(Entries drawn from a collection)

-------------------------

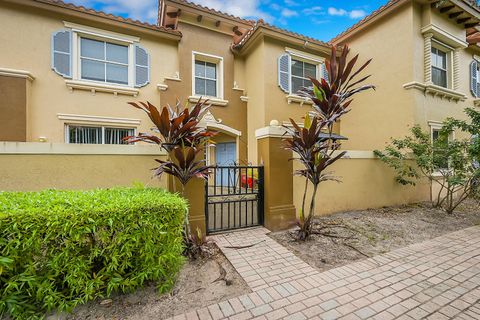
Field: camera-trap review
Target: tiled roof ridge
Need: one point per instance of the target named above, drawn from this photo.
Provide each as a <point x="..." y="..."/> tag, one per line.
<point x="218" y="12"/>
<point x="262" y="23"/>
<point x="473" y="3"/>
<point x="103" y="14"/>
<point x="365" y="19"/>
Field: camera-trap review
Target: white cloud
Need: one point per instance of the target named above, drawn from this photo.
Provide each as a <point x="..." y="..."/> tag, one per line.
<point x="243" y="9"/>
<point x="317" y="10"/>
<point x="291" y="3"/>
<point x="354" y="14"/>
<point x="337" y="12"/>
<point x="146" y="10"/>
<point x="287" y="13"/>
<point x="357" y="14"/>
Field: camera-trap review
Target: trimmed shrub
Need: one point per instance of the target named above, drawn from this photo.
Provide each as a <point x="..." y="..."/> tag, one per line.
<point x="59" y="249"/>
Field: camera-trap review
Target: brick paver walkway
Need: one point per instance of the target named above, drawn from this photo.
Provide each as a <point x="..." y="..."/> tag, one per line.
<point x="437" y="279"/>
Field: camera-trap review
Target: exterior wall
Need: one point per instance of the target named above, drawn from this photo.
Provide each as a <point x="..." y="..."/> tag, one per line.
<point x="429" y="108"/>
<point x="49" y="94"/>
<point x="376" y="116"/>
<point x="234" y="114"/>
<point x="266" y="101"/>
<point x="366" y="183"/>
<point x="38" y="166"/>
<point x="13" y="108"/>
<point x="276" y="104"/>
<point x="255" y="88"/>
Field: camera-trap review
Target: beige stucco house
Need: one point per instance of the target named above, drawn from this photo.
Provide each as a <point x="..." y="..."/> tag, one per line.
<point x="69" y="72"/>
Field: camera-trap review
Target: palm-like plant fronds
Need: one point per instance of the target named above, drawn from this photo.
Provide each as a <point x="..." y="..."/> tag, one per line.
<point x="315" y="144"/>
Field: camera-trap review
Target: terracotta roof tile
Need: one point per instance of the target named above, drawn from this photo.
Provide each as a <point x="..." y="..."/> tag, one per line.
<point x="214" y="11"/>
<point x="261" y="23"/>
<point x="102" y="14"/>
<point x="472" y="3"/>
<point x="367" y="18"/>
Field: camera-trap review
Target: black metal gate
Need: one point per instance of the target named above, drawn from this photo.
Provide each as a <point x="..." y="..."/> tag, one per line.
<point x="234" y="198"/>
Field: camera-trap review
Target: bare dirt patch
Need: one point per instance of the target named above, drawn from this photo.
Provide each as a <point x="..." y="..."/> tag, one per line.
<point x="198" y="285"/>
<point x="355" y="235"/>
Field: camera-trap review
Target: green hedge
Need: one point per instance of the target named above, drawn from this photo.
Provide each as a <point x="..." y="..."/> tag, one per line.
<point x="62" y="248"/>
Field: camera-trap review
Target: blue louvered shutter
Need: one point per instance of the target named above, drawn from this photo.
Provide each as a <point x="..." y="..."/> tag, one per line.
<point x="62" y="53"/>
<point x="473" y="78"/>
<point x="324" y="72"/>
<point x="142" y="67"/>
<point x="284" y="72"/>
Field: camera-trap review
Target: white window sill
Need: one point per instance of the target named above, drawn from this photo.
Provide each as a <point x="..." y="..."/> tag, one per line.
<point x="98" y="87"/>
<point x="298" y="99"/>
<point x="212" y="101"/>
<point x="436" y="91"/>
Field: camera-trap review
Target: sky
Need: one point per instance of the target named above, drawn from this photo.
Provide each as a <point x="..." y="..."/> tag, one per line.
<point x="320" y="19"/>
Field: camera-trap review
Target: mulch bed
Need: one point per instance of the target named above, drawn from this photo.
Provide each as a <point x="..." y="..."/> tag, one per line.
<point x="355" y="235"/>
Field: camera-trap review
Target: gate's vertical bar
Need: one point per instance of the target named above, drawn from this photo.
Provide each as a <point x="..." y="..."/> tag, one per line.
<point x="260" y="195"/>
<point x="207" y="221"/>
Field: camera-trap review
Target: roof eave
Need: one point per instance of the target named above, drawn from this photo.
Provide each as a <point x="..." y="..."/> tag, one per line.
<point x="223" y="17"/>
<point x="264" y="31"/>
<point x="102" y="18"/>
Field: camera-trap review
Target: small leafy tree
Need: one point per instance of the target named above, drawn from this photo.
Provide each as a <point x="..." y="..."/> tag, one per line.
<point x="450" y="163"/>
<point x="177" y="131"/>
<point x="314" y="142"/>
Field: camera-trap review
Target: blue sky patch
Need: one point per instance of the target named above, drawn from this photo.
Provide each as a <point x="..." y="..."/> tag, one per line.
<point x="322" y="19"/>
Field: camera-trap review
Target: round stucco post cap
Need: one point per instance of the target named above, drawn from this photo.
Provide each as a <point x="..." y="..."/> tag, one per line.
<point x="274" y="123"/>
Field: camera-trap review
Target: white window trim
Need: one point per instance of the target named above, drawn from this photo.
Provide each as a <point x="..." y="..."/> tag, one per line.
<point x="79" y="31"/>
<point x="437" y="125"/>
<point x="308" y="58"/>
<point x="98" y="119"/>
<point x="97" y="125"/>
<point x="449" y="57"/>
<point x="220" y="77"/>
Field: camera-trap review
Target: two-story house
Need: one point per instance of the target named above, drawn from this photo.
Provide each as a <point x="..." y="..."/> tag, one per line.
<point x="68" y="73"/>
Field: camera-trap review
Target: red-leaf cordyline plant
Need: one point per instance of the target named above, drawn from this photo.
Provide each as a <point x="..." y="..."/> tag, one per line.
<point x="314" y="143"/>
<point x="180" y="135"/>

-------------------------

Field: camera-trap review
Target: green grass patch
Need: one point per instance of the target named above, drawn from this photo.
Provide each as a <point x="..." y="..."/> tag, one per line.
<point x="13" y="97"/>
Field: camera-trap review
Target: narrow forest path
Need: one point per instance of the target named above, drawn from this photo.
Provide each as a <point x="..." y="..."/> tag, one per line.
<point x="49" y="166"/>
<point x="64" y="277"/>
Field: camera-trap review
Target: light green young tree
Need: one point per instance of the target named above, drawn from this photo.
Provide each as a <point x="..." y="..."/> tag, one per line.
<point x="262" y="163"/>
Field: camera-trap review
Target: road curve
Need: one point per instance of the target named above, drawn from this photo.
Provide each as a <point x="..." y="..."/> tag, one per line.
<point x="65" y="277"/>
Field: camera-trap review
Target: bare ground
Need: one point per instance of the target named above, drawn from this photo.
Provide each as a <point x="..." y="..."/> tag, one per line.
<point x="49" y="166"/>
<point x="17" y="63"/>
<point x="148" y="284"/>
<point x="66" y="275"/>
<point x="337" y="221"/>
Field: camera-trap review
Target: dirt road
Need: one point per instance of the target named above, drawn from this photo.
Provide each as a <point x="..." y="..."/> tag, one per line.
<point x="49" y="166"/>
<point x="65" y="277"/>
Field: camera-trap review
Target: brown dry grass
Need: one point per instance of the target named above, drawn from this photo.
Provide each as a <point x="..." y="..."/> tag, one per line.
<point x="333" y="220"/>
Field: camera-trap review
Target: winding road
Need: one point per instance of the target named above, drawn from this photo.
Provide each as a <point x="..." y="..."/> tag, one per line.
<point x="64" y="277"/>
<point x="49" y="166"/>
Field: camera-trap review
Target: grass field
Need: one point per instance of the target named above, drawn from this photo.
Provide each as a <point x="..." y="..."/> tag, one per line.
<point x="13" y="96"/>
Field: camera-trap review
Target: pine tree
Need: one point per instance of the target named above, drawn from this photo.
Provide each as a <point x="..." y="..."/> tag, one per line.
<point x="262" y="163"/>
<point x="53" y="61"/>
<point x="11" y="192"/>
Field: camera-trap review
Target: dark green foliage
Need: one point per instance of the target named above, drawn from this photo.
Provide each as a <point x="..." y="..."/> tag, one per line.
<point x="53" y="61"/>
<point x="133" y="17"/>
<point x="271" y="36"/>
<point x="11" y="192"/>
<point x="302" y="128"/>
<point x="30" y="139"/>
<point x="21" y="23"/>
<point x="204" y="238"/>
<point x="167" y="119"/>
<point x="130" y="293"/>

-------------------------

▶ [Exercise instructions] Count how many lines of the records above contain the word "house", treating uppercase and lowercase as different. Reply with the number alone.

▶ [Full output] 2